▸ Prompt
Copy exactly, and only, the lines from the one containing "Can you see the catcher's glove" through the last line of the records below.

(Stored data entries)
* * *

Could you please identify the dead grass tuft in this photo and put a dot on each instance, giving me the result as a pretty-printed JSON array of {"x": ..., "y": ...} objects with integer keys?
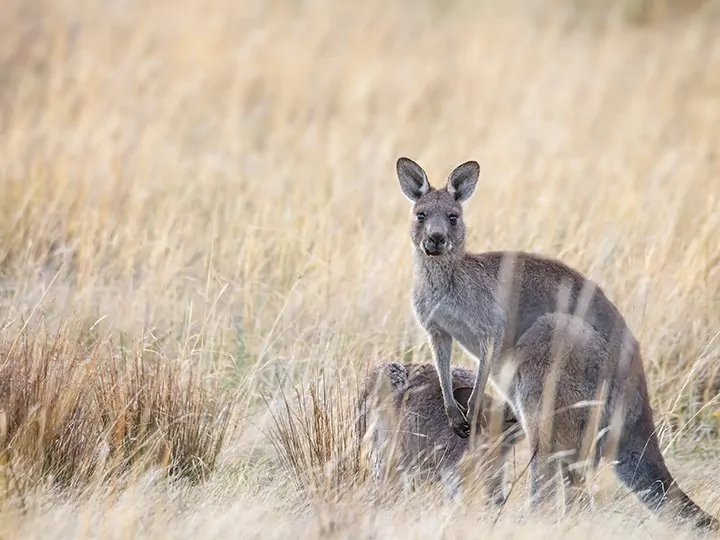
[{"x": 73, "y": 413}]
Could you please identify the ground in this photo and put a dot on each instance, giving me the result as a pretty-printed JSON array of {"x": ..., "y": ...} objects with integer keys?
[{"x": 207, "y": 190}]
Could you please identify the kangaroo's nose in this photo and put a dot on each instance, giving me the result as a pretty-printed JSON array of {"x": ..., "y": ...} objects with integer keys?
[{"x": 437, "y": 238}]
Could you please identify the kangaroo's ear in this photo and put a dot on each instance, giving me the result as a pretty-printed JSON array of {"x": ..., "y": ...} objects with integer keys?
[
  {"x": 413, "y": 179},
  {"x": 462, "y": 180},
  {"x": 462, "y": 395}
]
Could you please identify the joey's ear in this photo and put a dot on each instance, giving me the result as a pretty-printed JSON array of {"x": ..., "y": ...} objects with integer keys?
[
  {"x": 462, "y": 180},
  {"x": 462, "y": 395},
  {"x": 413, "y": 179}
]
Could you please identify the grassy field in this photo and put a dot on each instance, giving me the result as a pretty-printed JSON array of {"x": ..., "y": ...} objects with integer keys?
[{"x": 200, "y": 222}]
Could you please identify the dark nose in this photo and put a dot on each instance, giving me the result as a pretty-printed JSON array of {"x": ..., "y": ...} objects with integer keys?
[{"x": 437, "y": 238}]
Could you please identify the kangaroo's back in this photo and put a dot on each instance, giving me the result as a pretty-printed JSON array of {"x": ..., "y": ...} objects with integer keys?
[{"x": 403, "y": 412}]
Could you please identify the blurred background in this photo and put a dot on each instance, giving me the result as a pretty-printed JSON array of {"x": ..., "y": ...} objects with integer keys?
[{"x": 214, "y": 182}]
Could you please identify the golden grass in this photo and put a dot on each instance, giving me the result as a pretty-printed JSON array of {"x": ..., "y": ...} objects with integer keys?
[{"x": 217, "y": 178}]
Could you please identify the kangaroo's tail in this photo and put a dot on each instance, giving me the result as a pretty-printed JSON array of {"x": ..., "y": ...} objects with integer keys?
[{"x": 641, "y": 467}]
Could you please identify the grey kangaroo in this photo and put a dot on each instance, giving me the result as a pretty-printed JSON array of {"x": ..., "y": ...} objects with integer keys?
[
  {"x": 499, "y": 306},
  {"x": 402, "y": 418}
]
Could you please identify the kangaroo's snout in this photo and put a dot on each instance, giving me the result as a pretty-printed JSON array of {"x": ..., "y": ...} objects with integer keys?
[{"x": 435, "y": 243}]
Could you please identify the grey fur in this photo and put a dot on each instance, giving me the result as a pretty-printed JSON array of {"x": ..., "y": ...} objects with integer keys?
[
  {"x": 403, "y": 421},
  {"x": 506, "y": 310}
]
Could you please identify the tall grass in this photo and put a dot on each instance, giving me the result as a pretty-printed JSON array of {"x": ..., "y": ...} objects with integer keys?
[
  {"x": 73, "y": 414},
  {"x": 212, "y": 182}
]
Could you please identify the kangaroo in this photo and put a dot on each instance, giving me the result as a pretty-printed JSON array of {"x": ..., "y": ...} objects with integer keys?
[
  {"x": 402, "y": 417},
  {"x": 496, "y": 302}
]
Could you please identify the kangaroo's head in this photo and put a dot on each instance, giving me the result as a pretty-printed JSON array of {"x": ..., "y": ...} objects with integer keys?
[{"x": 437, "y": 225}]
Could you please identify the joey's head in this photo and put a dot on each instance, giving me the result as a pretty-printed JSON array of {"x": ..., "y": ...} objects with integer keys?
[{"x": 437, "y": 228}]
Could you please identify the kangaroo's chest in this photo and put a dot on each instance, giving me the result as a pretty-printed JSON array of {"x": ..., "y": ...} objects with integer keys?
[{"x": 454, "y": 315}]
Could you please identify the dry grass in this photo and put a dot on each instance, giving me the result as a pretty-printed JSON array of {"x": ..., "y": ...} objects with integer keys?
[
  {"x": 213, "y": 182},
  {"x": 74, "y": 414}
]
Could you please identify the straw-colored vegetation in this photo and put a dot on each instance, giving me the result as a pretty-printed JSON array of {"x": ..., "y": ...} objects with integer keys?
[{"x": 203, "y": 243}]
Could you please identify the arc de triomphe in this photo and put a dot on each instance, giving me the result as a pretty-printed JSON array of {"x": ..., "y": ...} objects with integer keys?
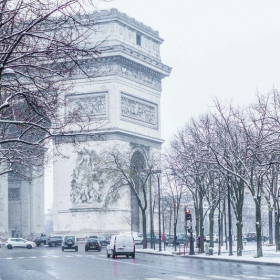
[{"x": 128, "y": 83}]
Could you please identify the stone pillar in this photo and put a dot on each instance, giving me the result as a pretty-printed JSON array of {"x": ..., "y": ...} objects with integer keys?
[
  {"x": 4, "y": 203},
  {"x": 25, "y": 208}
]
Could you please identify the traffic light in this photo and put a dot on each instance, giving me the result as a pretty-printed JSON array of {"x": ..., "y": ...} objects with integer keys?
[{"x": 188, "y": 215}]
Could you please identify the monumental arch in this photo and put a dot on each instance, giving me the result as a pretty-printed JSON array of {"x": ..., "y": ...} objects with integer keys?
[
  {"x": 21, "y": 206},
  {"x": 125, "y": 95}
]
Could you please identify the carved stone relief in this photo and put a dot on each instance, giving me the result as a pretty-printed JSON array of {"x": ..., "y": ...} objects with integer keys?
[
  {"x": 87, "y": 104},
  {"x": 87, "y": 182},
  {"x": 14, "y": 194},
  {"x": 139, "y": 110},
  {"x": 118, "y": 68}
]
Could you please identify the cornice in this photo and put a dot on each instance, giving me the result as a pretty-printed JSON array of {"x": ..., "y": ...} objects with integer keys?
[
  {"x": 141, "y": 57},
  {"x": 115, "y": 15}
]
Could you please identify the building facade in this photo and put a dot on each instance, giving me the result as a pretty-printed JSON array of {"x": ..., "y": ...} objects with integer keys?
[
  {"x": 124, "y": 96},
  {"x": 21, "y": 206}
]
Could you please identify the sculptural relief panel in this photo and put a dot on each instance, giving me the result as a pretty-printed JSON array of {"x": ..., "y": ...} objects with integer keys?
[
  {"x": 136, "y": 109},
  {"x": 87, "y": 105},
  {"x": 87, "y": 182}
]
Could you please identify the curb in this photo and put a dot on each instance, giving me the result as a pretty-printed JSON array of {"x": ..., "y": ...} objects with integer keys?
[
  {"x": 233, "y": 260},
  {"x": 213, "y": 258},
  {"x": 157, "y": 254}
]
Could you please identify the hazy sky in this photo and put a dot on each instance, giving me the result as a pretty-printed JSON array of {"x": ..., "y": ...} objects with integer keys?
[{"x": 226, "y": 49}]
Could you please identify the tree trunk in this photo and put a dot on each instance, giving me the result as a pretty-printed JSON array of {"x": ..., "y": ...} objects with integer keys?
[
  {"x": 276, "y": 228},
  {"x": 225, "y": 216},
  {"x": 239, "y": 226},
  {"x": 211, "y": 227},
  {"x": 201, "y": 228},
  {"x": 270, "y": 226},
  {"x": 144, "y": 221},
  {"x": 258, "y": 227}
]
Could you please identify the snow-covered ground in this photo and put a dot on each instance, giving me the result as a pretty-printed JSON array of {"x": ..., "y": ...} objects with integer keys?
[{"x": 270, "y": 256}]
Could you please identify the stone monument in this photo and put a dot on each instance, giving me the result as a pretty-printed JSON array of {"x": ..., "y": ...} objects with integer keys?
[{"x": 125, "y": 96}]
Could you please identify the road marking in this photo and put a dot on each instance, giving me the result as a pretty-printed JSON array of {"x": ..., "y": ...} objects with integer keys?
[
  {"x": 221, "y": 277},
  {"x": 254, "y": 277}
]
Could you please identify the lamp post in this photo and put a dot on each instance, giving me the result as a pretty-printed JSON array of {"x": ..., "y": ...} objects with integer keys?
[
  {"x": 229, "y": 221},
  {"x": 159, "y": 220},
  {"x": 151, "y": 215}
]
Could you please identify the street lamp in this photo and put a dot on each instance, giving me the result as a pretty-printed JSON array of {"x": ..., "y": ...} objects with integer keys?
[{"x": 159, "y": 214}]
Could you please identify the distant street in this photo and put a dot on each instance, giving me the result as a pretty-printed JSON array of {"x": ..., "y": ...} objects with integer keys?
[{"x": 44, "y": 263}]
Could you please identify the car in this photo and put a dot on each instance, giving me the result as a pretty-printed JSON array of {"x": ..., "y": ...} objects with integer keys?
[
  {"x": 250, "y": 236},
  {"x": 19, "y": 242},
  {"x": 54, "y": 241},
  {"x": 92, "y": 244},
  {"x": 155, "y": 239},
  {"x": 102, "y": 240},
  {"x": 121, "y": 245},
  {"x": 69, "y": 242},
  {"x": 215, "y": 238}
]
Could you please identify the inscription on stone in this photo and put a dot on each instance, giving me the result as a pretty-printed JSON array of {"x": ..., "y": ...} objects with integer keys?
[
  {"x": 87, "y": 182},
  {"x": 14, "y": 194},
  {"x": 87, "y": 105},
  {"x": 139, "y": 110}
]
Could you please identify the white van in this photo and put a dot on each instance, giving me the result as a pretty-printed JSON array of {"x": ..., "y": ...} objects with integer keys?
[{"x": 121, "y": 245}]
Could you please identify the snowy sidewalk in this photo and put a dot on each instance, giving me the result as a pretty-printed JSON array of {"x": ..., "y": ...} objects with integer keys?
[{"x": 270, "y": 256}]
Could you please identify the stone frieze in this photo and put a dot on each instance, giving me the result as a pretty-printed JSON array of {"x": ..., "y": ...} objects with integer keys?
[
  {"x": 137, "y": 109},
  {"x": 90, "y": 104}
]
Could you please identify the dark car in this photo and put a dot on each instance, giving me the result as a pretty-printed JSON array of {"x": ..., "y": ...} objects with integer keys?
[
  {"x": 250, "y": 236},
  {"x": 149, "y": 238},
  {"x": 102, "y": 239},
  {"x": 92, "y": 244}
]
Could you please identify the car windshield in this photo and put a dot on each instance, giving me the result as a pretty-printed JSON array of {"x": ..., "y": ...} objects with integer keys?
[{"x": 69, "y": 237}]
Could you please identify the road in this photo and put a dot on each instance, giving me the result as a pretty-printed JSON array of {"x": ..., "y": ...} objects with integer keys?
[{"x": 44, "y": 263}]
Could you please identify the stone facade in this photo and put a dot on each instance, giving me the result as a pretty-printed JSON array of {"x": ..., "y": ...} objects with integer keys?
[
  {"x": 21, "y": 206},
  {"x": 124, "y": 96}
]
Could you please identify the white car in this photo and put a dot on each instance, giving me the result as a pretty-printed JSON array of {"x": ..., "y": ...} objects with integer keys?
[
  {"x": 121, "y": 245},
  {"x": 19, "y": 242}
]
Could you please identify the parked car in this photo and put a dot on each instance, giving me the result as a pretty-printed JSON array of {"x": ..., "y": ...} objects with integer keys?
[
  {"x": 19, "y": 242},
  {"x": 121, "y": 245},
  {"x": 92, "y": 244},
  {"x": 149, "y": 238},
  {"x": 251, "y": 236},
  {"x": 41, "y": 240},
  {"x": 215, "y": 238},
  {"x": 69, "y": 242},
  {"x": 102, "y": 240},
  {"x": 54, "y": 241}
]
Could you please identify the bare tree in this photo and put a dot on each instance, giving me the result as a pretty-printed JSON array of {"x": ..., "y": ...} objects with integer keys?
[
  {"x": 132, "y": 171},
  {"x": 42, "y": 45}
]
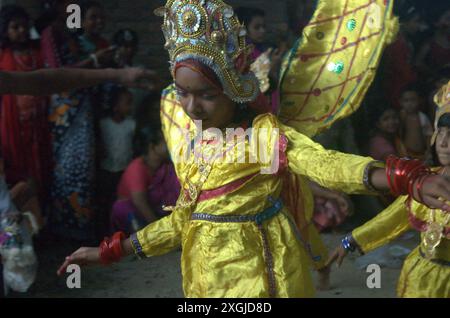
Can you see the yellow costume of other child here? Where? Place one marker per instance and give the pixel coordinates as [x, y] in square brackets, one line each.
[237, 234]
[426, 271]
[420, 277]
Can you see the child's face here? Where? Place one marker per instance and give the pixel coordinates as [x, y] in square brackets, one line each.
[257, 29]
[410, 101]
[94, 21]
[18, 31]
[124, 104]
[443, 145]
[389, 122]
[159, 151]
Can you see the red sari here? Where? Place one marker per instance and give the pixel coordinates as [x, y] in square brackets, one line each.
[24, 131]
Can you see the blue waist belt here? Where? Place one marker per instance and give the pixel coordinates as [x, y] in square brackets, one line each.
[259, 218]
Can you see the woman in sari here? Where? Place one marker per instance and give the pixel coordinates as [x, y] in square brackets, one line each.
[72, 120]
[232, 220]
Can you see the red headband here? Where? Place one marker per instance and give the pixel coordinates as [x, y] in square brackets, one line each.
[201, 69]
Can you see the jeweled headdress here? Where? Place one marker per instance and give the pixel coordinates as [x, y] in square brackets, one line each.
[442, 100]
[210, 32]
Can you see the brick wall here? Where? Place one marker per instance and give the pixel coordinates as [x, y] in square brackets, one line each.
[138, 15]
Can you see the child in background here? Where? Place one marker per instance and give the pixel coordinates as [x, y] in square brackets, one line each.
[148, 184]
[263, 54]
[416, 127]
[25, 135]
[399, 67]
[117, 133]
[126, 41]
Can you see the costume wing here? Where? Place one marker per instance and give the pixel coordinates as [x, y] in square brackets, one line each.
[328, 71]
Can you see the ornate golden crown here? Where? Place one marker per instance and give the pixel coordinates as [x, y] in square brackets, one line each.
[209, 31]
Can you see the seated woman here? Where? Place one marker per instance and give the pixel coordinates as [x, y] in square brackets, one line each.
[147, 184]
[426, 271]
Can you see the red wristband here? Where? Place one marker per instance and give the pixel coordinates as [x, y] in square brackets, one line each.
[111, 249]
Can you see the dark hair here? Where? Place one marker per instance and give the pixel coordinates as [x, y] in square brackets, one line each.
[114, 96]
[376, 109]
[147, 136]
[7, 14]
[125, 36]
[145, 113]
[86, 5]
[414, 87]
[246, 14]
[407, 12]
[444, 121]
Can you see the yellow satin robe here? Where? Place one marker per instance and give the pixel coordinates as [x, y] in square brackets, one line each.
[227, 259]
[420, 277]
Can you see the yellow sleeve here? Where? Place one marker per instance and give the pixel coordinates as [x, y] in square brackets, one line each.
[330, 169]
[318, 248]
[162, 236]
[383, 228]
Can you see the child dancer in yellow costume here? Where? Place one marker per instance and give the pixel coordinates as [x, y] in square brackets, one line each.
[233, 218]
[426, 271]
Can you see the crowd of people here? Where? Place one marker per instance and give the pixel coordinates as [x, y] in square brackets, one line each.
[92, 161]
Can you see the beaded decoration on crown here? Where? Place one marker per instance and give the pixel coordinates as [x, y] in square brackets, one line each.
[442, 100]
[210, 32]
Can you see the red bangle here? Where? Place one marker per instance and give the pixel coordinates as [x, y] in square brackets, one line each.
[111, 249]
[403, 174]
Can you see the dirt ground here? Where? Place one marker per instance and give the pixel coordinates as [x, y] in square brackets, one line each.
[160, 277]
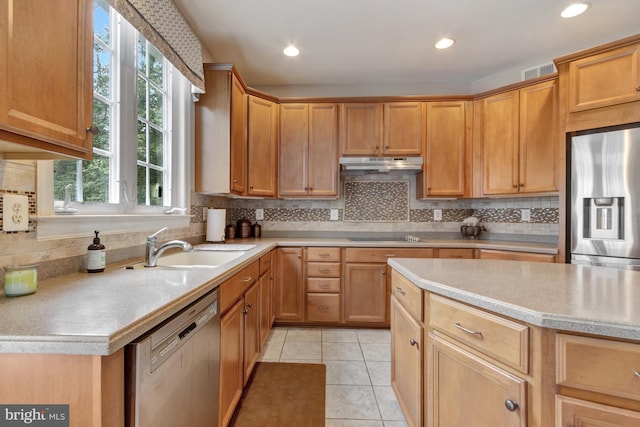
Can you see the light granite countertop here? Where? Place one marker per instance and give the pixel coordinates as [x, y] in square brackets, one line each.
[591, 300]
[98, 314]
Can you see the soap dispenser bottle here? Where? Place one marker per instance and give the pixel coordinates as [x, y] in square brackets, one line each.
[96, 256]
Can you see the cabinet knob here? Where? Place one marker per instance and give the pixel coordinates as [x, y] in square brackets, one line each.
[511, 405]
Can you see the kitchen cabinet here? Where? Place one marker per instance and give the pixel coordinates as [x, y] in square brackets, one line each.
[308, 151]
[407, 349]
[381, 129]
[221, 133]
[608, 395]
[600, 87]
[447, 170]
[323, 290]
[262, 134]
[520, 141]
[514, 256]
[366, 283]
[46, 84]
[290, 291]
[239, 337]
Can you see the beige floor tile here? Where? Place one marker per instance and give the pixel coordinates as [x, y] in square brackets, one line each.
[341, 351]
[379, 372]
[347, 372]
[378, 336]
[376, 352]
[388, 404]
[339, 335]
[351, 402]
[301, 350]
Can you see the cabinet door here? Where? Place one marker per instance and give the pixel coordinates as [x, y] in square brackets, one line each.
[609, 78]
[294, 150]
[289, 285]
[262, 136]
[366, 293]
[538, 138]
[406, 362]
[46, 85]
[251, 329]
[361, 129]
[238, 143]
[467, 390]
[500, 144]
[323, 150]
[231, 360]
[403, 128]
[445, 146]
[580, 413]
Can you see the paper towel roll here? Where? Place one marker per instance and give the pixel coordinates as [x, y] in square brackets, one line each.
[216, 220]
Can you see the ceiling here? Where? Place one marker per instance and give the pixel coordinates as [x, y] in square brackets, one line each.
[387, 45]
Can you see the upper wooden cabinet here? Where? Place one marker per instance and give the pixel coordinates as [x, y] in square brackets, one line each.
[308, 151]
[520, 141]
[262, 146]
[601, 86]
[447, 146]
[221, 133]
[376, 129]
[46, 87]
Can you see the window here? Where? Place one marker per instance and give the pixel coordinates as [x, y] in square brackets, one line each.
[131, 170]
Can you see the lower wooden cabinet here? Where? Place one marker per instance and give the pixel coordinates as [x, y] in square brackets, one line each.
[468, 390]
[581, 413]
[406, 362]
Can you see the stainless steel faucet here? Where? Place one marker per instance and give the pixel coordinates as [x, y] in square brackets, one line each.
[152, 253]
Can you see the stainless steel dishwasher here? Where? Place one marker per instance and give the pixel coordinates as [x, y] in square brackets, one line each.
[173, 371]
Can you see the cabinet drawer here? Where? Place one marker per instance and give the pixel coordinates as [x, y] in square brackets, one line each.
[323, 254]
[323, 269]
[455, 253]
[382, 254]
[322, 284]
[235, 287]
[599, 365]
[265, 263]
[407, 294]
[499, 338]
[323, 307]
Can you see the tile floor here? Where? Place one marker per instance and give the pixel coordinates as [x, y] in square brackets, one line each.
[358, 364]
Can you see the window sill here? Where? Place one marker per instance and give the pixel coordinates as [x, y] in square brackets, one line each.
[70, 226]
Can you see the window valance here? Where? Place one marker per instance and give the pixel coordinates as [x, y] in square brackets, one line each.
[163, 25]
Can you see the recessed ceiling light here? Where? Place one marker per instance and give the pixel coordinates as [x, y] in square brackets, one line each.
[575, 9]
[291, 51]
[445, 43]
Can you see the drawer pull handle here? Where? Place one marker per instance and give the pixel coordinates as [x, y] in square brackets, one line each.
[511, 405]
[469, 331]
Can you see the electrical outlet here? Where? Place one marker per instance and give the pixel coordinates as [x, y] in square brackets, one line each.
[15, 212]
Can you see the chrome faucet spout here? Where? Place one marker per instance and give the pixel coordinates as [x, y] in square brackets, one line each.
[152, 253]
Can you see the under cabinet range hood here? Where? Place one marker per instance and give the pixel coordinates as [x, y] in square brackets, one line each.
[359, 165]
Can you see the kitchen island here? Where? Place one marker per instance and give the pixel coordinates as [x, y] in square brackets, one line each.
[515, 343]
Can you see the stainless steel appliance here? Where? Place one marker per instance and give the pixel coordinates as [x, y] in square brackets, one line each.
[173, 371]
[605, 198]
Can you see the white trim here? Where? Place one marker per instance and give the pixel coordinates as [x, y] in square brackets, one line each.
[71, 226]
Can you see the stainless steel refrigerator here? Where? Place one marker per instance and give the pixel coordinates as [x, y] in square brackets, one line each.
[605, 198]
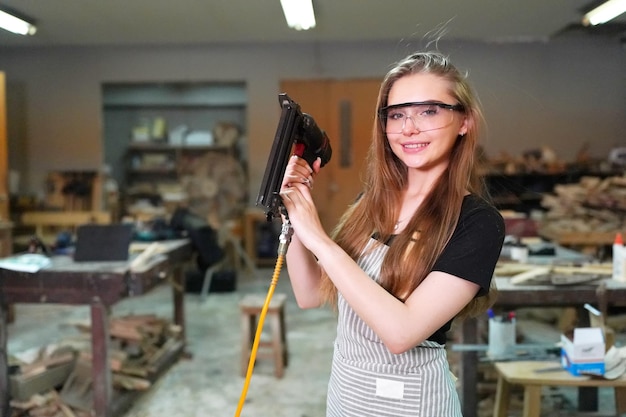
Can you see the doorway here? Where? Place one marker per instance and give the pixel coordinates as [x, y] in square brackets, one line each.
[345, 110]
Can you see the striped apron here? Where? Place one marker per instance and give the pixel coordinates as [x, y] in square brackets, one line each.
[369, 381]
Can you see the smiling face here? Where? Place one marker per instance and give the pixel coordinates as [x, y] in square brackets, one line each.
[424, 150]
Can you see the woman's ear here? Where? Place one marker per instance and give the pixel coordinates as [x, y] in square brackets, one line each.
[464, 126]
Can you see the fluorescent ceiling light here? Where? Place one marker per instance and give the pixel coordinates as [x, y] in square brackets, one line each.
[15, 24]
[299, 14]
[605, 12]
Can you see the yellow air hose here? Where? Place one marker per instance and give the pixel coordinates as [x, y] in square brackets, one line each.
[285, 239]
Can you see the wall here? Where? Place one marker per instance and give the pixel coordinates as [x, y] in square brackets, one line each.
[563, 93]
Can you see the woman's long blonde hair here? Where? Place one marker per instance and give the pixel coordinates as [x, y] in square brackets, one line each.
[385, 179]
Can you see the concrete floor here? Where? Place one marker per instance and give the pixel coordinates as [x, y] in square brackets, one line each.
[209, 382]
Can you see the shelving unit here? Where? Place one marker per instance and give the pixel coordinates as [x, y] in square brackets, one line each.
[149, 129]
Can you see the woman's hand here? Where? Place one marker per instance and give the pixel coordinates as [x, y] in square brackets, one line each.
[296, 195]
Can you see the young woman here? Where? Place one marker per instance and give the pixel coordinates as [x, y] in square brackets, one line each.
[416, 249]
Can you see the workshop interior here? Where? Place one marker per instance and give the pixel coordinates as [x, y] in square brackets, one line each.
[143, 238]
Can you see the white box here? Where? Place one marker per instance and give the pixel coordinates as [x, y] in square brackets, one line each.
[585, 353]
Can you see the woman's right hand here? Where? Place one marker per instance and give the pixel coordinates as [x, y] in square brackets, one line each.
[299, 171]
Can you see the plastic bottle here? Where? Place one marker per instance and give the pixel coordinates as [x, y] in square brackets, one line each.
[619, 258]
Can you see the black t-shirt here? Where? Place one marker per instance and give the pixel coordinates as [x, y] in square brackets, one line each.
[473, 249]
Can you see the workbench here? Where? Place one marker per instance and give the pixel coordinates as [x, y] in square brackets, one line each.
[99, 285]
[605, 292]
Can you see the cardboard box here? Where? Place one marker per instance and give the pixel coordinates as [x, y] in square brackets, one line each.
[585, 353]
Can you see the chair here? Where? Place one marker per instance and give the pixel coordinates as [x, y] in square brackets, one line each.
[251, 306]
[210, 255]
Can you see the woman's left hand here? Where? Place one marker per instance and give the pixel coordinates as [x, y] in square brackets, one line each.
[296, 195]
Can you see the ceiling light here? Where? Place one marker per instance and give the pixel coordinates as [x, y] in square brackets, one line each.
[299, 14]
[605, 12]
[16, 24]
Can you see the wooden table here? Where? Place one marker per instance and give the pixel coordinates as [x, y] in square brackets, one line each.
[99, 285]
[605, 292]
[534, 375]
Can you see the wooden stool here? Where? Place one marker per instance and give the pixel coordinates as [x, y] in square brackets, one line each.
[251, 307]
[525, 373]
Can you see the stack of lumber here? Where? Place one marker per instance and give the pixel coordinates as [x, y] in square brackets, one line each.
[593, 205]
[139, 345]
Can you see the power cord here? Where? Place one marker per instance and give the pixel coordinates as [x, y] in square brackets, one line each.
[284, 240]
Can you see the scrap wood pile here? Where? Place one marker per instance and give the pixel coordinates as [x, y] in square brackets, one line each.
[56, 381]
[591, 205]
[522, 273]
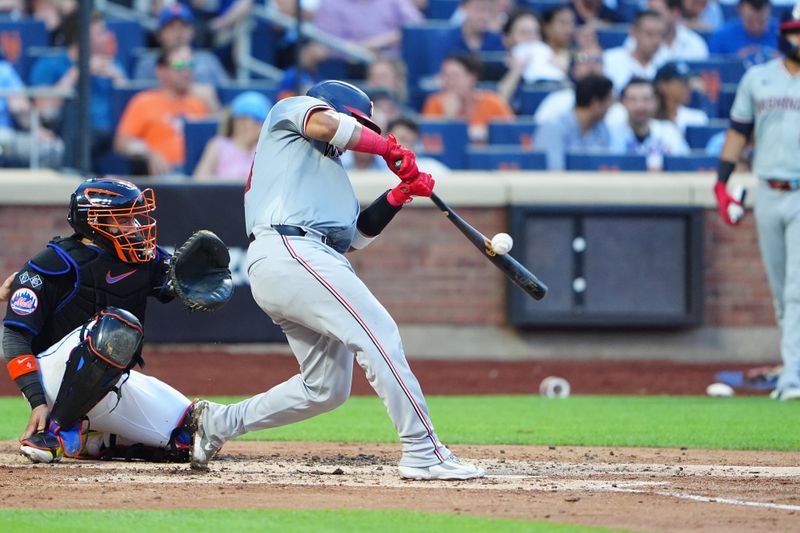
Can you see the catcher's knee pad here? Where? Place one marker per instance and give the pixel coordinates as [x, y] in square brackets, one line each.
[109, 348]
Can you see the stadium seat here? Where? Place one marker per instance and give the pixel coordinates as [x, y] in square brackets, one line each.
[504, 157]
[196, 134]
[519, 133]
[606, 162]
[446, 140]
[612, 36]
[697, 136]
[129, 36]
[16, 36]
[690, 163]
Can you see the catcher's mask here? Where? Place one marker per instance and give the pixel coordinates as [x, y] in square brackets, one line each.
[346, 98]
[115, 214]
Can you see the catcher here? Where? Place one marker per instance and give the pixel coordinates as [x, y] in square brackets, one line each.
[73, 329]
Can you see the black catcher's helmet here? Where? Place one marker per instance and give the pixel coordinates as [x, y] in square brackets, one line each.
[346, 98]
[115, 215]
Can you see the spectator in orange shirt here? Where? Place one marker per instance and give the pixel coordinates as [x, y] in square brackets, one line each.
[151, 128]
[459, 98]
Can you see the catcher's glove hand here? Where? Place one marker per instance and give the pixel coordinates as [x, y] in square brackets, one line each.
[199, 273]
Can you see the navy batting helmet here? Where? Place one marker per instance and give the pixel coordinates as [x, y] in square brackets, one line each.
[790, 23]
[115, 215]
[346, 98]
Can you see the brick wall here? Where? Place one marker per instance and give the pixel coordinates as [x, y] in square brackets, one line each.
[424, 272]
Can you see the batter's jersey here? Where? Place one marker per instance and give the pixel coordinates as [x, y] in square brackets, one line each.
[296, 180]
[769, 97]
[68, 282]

* * *

▸ Exercise answer
Can you see the catcher's glove hand here? Where? Place one marker per instance and give the pixel coordinates as [x, y] in square brackets, one line each.
[199, 273]
Can you see the navy batting helmet here? Where? Place one marker per instance and give the pixel coordinates as [x, y] in square brackets, one line each.
[790, 23]
[115, 215]
[346, 98]
Can you see the brick wall here? Where? Place one marker per instance and give the pixel coordinates as [x, y] in square brackets, one line each.
[424, 272]
Can you see the batter's jersey here? Where? Place one marker per instance and give the pixel coordinates as [x, y] in square brackets, one line each.
[296, 180]
[769, 97]
[68, 282]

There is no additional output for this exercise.